Location labeling records:
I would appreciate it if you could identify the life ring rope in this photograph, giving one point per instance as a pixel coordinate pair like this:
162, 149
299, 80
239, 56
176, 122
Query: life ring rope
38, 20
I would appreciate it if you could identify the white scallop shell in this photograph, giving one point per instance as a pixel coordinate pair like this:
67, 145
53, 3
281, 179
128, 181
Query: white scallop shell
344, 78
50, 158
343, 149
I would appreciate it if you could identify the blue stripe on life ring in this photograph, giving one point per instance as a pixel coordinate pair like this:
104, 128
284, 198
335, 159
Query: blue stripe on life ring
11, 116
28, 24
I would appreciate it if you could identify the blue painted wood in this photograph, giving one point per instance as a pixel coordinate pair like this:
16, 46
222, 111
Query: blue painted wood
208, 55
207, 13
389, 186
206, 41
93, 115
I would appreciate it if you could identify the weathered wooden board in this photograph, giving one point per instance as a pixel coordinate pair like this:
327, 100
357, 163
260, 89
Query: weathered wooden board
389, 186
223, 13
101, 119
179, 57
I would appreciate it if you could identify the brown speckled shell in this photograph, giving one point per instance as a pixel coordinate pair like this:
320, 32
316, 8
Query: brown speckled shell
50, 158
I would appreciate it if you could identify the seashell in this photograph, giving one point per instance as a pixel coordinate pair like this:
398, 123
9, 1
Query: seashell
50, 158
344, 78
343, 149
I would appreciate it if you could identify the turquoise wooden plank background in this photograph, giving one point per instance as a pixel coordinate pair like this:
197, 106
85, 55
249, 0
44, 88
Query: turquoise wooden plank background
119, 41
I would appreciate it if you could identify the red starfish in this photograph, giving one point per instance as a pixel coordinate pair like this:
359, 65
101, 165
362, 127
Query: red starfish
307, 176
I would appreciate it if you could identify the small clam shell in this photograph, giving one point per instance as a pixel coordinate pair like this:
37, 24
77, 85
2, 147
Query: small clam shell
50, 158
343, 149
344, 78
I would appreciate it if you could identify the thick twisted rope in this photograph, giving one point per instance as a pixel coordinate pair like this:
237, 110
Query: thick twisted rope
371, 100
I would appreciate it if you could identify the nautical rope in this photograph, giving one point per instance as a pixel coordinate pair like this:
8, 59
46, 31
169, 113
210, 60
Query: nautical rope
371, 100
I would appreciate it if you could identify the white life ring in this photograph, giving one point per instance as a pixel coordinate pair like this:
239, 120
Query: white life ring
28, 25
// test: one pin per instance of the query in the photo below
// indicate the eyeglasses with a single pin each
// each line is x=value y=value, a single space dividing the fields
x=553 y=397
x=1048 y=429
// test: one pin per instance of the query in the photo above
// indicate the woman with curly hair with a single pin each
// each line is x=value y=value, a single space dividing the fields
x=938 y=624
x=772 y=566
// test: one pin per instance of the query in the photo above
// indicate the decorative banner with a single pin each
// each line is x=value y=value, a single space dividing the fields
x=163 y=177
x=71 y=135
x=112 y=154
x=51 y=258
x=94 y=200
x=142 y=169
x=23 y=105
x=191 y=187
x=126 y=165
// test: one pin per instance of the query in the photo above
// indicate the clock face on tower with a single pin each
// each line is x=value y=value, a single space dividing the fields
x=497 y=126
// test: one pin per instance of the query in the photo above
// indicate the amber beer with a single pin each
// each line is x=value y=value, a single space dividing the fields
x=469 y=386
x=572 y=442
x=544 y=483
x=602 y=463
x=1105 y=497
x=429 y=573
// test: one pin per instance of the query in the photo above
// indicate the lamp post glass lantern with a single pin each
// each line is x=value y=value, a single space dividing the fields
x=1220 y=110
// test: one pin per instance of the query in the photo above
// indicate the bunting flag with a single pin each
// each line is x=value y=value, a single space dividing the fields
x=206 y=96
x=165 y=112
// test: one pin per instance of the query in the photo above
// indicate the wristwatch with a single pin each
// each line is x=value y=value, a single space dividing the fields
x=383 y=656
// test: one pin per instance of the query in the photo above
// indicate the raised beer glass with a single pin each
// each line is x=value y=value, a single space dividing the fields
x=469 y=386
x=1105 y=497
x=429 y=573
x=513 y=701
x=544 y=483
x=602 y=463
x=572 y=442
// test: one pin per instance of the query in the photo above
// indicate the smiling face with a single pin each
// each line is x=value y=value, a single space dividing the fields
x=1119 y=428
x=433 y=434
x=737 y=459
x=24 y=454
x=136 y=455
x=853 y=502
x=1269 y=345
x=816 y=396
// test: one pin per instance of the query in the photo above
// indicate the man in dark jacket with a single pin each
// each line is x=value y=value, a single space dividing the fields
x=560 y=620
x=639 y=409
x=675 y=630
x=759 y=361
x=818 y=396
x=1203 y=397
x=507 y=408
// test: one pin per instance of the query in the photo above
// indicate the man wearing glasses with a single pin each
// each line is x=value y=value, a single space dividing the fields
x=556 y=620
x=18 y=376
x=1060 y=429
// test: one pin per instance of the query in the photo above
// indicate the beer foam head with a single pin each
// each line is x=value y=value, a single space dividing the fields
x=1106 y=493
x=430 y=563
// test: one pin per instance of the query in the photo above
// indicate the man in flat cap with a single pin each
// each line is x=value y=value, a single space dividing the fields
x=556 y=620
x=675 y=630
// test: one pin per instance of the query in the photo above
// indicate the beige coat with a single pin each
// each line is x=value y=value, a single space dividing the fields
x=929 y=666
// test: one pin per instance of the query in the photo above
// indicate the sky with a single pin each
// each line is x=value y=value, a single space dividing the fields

What to work on: Rescale the listing from the line with "I would appreciate it if you could identify the small" up to and including the line with "x=497 y=126" by rewriting every line, requests included, with each answer coordinate multiplied by 2.35 and rounded to the nearest whole number, halves rounding up. Leave the requests and their sample coordinates unchanged.

Output:
I would appreciate it if you could identify the small clam shell in this photograph, giving one point per instance as a pixel coordinate pair like this:
37, 24
77, 85
2, 147
Query: small clam shell
118, 371
806, 350
808, 183
I would appreciate it if you could identify the thick twisted rope in this photograph, giving one point per instance as a pixel coordinate pair like this:
237, 110
Query: thick twisted rope
872, 235
I would appreciate it if you could identify the nautical rope in this photograph, giving one point per instance as a pixel coordinate pair like this:
8, 59
46, 31
169, 113
210, 60
Query: nautical rope
872, 235
I would appreciate it if you could identify the white life ring in this photograph, giving one point per instance as a pixel coordinate pair like this:
239, 120
Query: white life ring
66, 59
// test: one pin per instance of the query in the photo below
// indicate the eyeglasses with a single pin each
// each line is x=value y=value, a single space dividing the fields
x=1300 y=933
x=2463 y=1008
// test: one pin per instance of the query in the photo above
// indicate the woman with curly hair with a single pin each
// each line is x=value y=value, a single space dividing the fields
x=2204 y=1466
x=1814 y=1330
// test: one pin per instance of the query in the photo above
// indicate the decorative banner with a single pin each
// each line is x=value y=value, a single space dividing the fields
x=383 y=416
x=167 y=317
x=263 y=362
x=120 y=606
x=221 y=470
x=334 y=397
x=54 y=247
x=449 y=439
x=296 y=388
// test: one pin per instance of the query in the photo above
// indicate the clock face on tower with a single pin each
// each line is x=value y=value, a single space dividing the fields
x=1168 y=296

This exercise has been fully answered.